Robertson also emphasised that the aim of it was to train up the New Zealand workforce, the young ones without jobs, education or training opportunities.

So it was a fair assumption the levy was aimed at promoting local workers over migrant workers.

But no.

Asked if it was a crack down on migrant workers, Robertson said companies would not have to pay the levy if the workers they were training were migrants either.

The proposal which began life as a way of getting New Zealanders into skilled jobs instead had transmogrified.

It had turned into a proposal to get anyone into skilled jobs, whether they came from France, China, the Lower East Side of the Planet Melmac or Eketahuna.

Robertson even re-cast it as a business rights issue, rather than a worker rights issue, saying some businesses were "pissed off" because others were taking all their trained staff without training any of their own.

By this point the detail (what there was of it) was getting very devilish indeed.

There was no real need for Robertson to baulk at the migrant worker question - there is, after all, nothing wrong with a political party putting the rights and opportunities of New Zealanders over others.

But Labour had felt the sting of accusations of xenophobia over its Chinese surnames business.

Robertson had sensed swiftly where things were heading and hit reverse.

Labour must have known the proposal would get some attention. It had not spoken simply of training young workers, but had thrown the concepts of migrant labour versus 'New Zealand workers' into the mix.

It was the one measure of 60 recommendations that the party chose for Little to release on television on Saturday morning. It had crapped in its own nest.

The trouble is if you tap on the dog whistle, it doesn't take long for the entire orchestra to kick in behind it.

### [Exercise description]
In the passage about Labour's training levy, list every place named as somewhere a worker might come from. The items below are not needed to work with the passage.

### [Material]
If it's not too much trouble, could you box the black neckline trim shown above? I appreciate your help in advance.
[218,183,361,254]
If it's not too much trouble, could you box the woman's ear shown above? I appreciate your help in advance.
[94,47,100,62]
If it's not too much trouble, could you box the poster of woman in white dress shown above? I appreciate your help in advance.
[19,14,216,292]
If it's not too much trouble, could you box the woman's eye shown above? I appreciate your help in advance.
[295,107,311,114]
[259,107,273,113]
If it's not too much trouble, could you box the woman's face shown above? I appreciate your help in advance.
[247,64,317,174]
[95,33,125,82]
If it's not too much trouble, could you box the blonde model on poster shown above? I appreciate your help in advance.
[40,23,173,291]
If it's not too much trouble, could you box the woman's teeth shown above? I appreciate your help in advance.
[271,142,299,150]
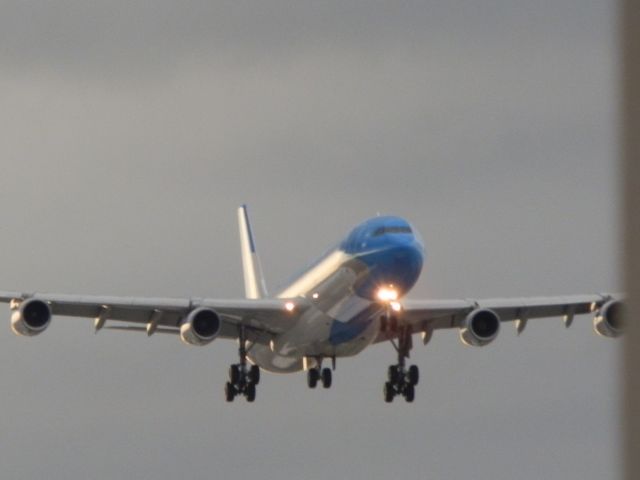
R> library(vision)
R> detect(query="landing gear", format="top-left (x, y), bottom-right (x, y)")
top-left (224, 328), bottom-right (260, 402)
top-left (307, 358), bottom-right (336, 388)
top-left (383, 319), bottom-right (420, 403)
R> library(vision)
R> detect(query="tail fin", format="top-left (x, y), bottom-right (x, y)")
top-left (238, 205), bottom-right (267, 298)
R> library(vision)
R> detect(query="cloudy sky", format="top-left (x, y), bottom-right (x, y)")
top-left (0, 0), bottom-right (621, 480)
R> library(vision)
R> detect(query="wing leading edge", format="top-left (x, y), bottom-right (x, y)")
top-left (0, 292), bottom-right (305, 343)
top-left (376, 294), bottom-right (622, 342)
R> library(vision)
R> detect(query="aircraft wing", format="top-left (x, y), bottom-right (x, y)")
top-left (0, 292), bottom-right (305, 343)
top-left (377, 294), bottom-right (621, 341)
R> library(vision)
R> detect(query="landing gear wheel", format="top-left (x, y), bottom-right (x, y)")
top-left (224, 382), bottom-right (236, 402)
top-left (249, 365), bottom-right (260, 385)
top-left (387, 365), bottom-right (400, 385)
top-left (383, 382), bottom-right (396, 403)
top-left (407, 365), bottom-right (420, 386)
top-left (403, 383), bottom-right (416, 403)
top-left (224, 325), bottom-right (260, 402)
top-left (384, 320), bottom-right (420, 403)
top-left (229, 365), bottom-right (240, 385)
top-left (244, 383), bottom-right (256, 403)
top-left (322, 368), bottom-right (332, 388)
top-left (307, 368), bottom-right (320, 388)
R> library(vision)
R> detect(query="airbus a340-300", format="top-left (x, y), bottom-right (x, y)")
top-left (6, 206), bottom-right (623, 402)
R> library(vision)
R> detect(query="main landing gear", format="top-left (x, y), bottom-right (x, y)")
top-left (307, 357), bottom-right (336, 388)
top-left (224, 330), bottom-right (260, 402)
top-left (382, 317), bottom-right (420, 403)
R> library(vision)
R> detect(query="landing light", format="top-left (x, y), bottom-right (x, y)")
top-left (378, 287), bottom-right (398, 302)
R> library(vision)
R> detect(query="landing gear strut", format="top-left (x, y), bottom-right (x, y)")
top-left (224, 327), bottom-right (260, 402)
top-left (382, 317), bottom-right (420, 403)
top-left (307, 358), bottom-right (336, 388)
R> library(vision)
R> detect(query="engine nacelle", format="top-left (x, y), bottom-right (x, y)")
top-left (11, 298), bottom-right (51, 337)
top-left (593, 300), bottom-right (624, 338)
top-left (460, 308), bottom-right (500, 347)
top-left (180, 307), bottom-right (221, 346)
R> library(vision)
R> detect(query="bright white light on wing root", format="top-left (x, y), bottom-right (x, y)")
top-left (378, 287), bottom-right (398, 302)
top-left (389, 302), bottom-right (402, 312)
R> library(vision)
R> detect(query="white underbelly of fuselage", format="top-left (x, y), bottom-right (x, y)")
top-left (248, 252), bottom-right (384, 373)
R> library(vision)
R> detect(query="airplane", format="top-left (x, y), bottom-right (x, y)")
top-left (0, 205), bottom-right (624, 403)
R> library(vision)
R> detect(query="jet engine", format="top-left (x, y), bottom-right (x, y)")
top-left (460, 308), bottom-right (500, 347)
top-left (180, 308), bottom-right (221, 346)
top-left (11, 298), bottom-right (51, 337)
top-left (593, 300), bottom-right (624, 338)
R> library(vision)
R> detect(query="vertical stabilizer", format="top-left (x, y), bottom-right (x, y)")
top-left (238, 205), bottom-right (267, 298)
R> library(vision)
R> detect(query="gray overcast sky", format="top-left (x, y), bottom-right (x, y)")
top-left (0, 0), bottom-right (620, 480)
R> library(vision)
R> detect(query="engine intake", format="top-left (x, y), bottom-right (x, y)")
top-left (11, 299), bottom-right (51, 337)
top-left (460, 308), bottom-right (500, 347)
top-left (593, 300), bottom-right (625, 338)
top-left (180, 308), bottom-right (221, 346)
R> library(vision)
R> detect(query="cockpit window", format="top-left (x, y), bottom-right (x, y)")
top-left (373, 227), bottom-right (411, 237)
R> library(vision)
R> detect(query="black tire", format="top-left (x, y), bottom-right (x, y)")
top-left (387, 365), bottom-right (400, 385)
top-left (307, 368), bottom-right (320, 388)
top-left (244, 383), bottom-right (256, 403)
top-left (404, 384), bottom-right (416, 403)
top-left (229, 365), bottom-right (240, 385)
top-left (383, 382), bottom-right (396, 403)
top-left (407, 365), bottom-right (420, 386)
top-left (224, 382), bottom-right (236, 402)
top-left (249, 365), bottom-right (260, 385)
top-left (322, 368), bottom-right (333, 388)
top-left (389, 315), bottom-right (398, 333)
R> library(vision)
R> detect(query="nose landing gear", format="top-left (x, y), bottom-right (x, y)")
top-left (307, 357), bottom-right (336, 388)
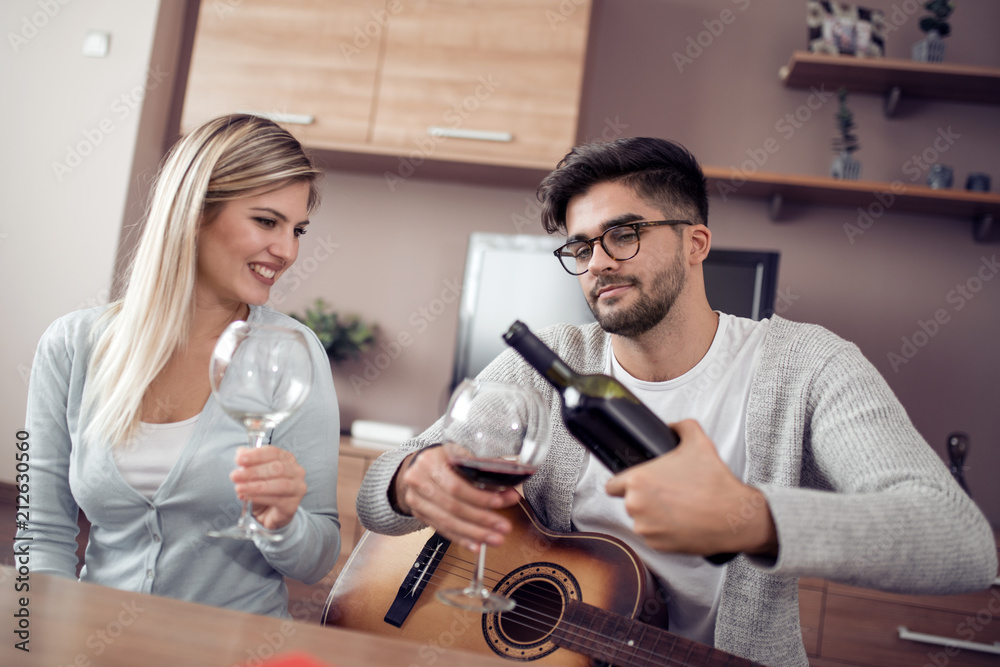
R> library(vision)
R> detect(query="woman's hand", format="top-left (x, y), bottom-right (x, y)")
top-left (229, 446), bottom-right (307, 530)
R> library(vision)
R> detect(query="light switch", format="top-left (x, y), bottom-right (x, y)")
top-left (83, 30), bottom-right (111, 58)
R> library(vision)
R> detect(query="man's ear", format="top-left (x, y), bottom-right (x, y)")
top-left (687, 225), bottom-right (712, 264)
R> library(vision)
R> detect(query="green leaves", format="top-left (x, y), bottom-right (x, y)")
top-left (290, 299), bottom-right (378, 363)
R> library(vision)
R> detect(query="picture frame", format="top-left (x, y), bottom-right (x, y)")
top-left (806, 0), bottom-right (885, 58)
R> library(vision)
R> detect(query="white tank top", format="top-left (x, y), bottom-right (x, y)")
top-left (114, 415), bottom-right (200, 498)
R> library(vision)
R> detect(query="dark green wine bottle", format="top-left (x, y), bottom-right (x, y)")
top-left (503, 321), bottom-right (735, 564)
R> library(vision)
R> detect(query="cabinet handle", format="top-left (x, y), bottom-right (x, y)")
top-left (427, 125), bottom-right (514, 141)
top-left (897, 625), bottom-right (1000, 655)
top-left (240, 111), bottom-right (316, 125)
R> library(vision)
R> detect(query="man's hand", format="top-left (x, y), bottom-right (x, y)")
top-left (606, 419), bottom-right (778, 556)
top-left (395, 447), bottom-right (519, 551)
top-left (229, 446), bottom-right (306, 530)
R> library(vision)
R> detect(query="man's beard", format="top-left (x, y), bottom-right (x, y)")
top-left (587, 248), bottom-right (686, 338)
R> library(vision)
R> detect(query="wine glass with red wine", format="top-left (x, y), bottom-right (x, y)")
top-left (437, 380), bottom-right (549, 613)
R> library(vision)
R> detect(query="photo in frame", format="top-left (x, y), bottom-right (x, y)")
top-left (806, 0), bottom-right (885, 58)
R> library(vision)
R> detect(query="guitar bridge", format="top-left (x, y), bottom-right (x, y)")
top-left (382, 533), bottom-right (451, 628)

### [Written answer]
France, China, the Lower East Side of the Planet Melmac, Eketahuna